━━━ Source data ━━━
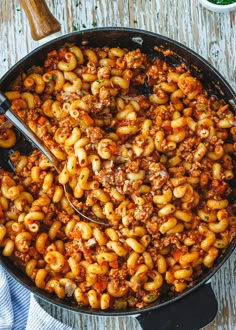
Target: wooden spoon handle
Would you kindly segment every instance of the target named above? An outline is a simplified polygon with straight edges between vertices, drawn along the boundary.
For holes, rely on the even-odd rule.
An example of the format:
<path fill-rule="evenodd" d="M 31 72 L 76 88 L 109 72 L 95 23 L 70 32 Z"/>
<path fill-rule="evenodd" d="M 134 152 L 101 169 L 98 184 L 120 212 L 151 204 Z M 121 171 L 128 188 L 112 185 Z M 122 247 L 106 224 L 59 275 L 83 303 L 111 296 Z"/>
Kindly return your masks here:
<path fill-rule="evenodd" d="M 31 35 L 34 40 L 40 40 L 58 32 L 61 25 L 52 15 L 45 0 L 20 0 L 30 23 Z"/>

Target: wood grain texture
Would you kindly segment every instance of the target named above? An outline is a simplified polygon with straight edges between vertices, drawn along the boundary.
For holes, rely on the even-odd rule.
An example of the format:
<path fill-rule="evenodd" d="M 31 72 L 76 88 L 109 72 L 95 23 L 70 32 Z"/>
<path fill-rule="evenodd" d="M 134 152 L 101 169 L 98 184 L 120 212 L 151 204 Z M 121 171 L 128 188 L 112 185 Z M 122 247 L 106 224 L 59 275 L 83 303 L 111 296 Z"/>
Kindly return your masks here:
<path fill-rule="evenodd" d="M 62 24 L 63 33 L 92 28 L 95 23 L 97 27 L 130 26 L 160 33 L 202 55 L 236 89 L 235 12 L 213 13 L 197 0 L 47 0 L 47 3 Z M 36 46 L 19 2 L 0 0 L 0 76 Z M 219 312 L 204 330 L 236 329 L 235 271 L 234 253 L 212 279 Z M 40 303 L 48 313 L 75 329 L 140 329 L 132 317 L 92 317 Z"/>

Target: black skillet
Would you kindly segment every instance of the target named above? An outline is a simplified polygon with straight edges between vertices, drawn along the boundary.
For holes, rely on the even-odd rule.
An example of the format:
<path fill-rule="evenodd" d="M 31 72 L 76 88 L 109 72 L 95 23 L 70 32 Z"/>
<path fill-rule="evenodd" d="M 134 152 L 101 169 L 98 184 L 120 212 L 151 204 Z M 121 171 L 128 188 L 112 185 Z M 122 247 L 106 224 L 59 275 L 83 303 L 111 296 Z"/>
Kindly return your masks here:
<path fill-rule="evenodd" d="M 40 39 L 47 34 L 59 30 L 58 22 L 50 15 L 44 1 L 27 0 L 21 1 L 25 5 L 27 3 L 27 16 L 30 19 L 31 30 L 34 39 Z M 43 6 L 44 20 L 42 17 L 34 21 L 35 14 L 40 14 L 41 6 Z M 25 7 L 25 6 L 24 6 Z M 26 9 L 26 8 L 24 8 Z M 46 17 L 46 18 L 45 18 Z M 53 21 L 52 21 L 53 20 Z M 44 28 L 42 28 L 42 23 Z M 46 27 L 45 27 L 46 26 Z M 236 94 L 226 82 L 226 80 L 214 69 L 207 61 L 198 54 L 180 43 L 147 31 L 130 29 L 130 28 L 97 28 L 86 31 L 79 31 L 64 35 L 53 41 L 38 47 L 30 54 L 25 56 L 17 64 L 15 64 L 0 80 L 0 90 L 6 91 L 9 84 L 15 78 L 26 71 L 33 65 L 42 65 L 46 54 L 53 49 L 58 49 L 66 43 L 87 42 L 91 47 L 124 47 L 128 49 L 140 48 L 142 52 L 152 57 L 164 58 L 172 65 L 185 63 L 192 74 L 199 78 L 206 90 L 210 93 L 230 101 L 233 110 L 236 110 Z M 154 46 L 166 50 L 170 49 L 174 52 L 172 56 L 164 56 L 163 52 L 153 50 Z M 143 86 L 145 88 L 145 86 Z M 144 90 L 148 93 L 148 90 Z M 33 150 L 33 146 L 26 141 L 20 133 L 13 150 L 20 150 L 22 153 L 29 154 Z M 0 167 L 11 170 L 8 163 L 10 150 L 0 148 Z M 99 315 L 99 316 L 134 316 L 140 322 L 143 329 L 184 329 L 194 330 L 200 329 L 211 322 L 217 313 L 218 303 L 214 292 L 209 284 L 210 278 L 225 263 L 232 254 L 236 246 L 236 237 L 230 243 L 224 254 L 220 256 L 214 264 L 214 267 L 206 270 L 195 282 L 194 286 L 182 294 L 166 295 L 161 300 L 150 304 L 148 307 L 127 310 L 92 310 L 88 307 L 80 307 L 71 299 L 60 300 L 51 294 L 36 288 L 34 283 L 12 262 L 5 257 L 1 257 L 1 265 L 23 286 L 33 292 L 36 296 L 52 303 L 78 313 Z"/>

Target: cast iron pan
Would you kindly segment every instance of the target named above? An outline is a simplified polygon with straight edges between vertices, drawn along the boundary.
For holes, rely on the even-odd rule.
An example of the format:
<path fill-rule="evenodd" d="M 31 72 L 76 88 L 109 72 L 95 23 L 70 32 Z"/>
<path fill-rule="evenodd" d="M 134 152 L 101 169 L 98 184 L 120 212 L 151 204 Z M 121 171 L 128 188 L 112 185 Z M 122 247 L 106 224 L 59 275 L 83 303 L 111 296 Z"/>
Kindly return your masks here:
<path fill-rule="evenodd" d="M 37 1 L 30 0 L 30 2 L 35 5 Z M 40 1 L 40 4 L 37 4 L 37 9 L 38 6 L 41 6 L 42 4 L 44 4 L 44 1 Z M 31 22 L 31 24 L 33 23 Z M 56 27 L 56 25 L 53 26 Z M 58 26 L 55 29 L 58 30 Z M 47 34 L 50 34 L 51 32 L 52 31 Z M 34 37 L 35 39 L 38 38 L 37 35 Z M 236 94 L 226 80 L 202 57 L 174 40 L 151 32 L 130 28 L 90 29 L 70 33 L 50 41 L 45 45 L 38 47 L 14 65 L 0 80 L 0 90 L 7 90 L 9 84 L 14 81 L 21 72 L 26 71 L 31 66 L 42 65 L 46 54 L 51 50 L 60 48 L 66 43 L 76 43 L 80 45 L 84 41 L 87 41 L 88 46 L 91 47 L 108 46 L 124 47 L 128 49 L 140 48 L 142 52 L 153 57 L 163 58 L 172 65 L 178 65 L 179 63 L 184 62 L 189 67 L 192 74 L 201 80 L 204 87 L 210 93 L 223 98 L 225 101 L 231 101 L 232 109 L 235 110 Z M 170 49 L 174 52 L 174 55 L 165 57 L 161 51 L 154 51 L 154 46 L 158 46 L 163 50 Z M 29 154 L 33 150 L 33 146 L 26 141 L 20 133 L 18 133 L 18 140 L 13 150 L 20 150 L 22 153 Z M 11 170 L 8 163 L 8 156 L 11 152 L 12 149 L 3 150 L 0 148 L 0 167 L 6 170 Z M 161 300 L 150 304 L 142 310 L 129 309 L 122 311 L 100 311 L 92 310 L 88 307 L 80 307 L 71 299 L 60 300 L 59 298 L 36 288 L 34 283 L 21 270 L 16 268 L 10 259 L 1 257 L 1 264 L 9 274 L 35 295 L 65 309 L 100 316 L 133 315 L 137 317 L 143 329 L 173 330 L 176 328 L 197 330 L 211 322 L 217 313 L 217 300 L 211 285 L 209 284 L 209 279 L 229 258 L 235 246 L 236 237 L 225 253 L 217 259 L 213 268 L 206 270 L 201 277 L 198 278 L 192 288 L 186 290 L 182 294 L 165 296 L 161 298 Z"/>

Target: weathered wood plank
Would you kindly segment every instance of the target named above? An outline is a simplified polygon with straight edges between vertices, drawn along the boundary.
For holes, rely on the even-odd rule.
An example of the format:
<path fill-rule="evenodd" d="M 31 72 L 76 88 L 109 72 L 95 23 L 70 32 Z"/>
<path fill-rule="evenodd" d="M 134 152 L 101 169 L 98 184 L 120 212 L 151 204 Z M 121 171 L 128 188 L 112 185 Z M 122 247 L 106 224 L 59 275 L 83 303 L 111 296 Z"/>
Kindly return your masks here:
<path fill-rule="evenodd" d="M 192 0 L 51 0 L 49 8 L 62 32 L 102 26 L 130 26 L 173 38 L 192 48 L 215 66 L 236 89 L 236 15 L 212 13 Z M 78 6 L 76 6 L 78 3 Z M 0 0 L 0 76 L 37 46 L 30 37 L 17 0 Z M 205 330 L 236 329 L 235 254 L 213 277 L 219 302 L 216 319 Z M 139 329 L 132 317 L 92 317 L 67 312 L 41 301 L 54 317 L 76 329 Z"/>

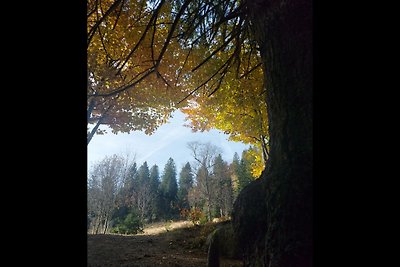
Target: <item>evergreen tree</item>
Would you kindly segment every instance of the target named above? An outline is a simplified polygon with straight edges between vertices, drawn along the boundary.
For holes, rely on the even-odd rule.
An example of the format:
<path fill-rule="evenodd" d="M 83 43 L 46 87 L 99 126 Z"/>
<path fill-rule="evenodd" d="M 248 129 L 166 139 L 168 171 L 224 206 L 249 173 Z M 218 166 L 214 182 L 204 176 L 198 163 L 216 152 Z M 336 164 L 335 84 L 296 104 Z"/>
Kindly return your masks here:
<path fill-rule="evenodd" d="M 151 220 L 158 219 L 160 214 L 160 173 L 158 166 L 153 165 L 150 169 L 150 194 L 151 194 Z"/>
<path fill-rule="evenodd" d="M 205 165 L 200 165 L 196 173 L 196 191 L 198 192 L 196 206 L 203 210 L 204 214 L 207 215 L 208 221 L 212 219 L 214 203 L 211 171 Z"/>
<path fill-rule="evenodd" d="M 139 184 L 148 184 L 150 182 L 150 171 L 149 166 L 147 165 L 147 161 L 145 161 L 139 167 L 136 181 Z"/>
<path fill-rule="evenodd" d="M 165 164 L 161 177 L 160 192 L 163 197 L 164 218 L 171 219 L 178 214 L 176 209 L 178 184 L 176 181 L 176 166 L 172 158 L 169 158 Z"/>
<path fill-rule="evenodd" d="M 238 191 L 240 192 L 246 185 L 254 180 L 251 174 L 251 162 L 246 159 L 245 151 L 242 153 L 242 159 L 239 164 L 238 172 Z"/>
<path fill-rule="evenodd" d="M 132 182 L 135 179 L 136 175 L 137 175 L 137 164 L 136 164 L 136 162 L 134 162 L 132 164 L 132 166 L 129 167 L 129 171 L 128 171 L 129 179 L 127 181 Z"/>
<path fill-rule="evenodd" d="M 123 185 L 123 195 L 125 197 L 125 203 L 128 206 L 132 206 L 132 195 L 133 195 L 133 190 L 134 190 L 134 183 L 136 180 L 137 176 L 137 164 L 134 162 L 128 170 L 128 174 L 126 176 L 126 179 L 124 181 Z"/>
<path fill-rule="evenodd" d="M 190 208 L 188 193 L 189 190 L 192 188 L 192 186 L 193 186 L 193 173 L 190 163 L 188 162 L 179 173 L 178 200 L 181 209 Z"/>
<path fill-rule="evenodd" d="M 157 191 L 160 185 L 160 173 L 157 165 L 153 165 L 150 169 L 150 185 L 152 189 L 155 189 L 154 191 Z"/>
<path fill-rule="evenodd" d="M 231 174 L 233 199 L 235 200 L 239 194 L 239 173 L 240 173 L 240 158 L 239 154 L 235 152 L 233 155 L 232 163 L 229 165 Z"/>

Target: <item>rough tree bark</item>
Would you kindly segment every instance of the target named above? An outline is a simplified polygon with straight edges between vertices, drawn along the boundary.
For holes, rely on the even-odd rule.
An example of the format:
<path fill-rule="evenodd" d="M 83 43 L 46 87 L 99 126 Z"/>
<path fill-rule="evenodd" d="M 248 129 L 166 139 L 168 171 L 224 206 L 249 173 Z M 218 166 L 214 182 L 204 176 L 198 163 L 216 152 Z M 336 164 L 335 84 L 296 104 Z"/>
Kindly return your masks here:
<path fill-rule="evenodd" d="M 247 1 L 267 90 L 270 151 L 238 196 L 245 266 L 312 266 L 312 1 Z"/>

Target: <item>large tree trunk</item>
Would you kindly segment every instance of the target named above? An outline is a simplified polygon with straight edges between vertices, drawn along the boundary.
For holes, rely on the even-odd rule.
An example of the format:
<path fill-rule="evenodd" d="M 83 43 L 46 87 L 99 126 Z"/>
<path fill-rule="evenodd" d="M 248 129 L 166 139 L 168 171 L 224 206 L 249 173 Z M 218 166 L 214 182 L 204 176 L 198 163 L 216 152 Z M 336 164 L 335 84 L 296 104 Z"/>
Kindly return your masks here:
<path fill-rule="evenodd" d="M 312 2 L 247 1 L 267 90 L 270 151 L 235 202 L 245 266 L 312 266 Z"/>

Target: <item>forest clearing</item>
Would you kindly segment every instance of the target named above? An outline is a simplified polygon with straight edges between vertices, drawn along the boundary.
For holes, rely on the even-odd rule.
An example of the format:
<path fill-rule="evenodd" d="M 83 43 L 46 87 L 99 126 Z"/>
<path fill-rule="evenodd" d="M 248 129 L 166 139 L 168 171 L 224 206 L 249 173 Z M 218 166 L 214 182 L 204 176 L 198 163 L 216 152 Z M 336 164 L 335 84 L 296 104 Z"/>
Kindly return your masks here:
<path fill-rule="evenodd" d="M 176 221 L 149 225 L 137 235 L 88 234 L 87 266 L 207 266 L 207 236 L 217 225 Z M 220 263 L 242 266 L 234 259 L 221 259 Z"/>
<path fill-rule="evenodd" d="M 227 161 L 192 140 L 188 162 L 177 166 L 173 149 L 163 169 L 130 148 L 94 163 L 88 266 L 314 266 L 313 1 L 89 0 L 86 10 L 87 145 L 102 127 L 151 135 L 179 110 L 193 132 L 251 146 Z M 179 219 L 199 225 L 139 234 Z M 243 263 L 207 264 L 210 233 L 210 258 L 232 249 Z"/>

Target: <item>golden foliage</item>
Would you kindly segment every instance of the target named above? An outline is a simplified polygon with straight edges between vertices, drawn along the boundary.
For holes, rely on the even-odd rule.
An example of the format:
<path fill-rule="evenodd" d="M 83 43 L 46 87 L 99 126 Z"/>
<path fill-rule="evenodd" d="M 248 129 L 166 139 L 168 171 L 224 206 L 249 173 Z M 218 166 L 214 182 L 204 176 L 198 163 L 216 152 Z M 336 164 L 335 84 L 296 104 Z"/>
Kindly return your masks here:
<path fill-rule="evenodd" d="M 260 56 L 245 22 L 226 19 L 239 3 L 88 0 L 88 123 L 151 134 L 181 108 L 195 131 L 264 145 Z"/>

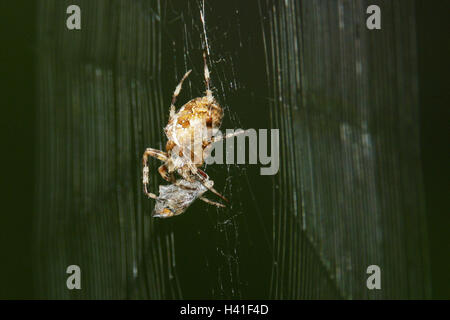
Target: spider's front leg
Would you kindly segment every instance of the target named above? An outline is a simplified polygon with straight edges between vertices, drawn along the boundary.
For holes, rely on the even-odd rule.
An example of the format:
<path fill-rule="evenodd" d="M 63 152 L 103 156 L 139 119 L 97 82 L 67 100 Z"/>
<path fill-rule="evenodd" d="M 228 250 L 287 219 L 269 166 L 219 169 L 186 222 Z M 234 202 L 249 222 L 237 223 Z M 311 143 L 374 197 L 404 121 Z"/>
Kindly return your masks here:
━━━
## Exercise objective
Copy from the entries above each line in which the string "item" can be found.

## Answer section
Target: <item>evergreen tree</item>
Target: <item>rough tree bark</item>
Target: <item>large tree trunk</item>
Target: <item>forest clearing</item>
Target: <item>golden foliage</item>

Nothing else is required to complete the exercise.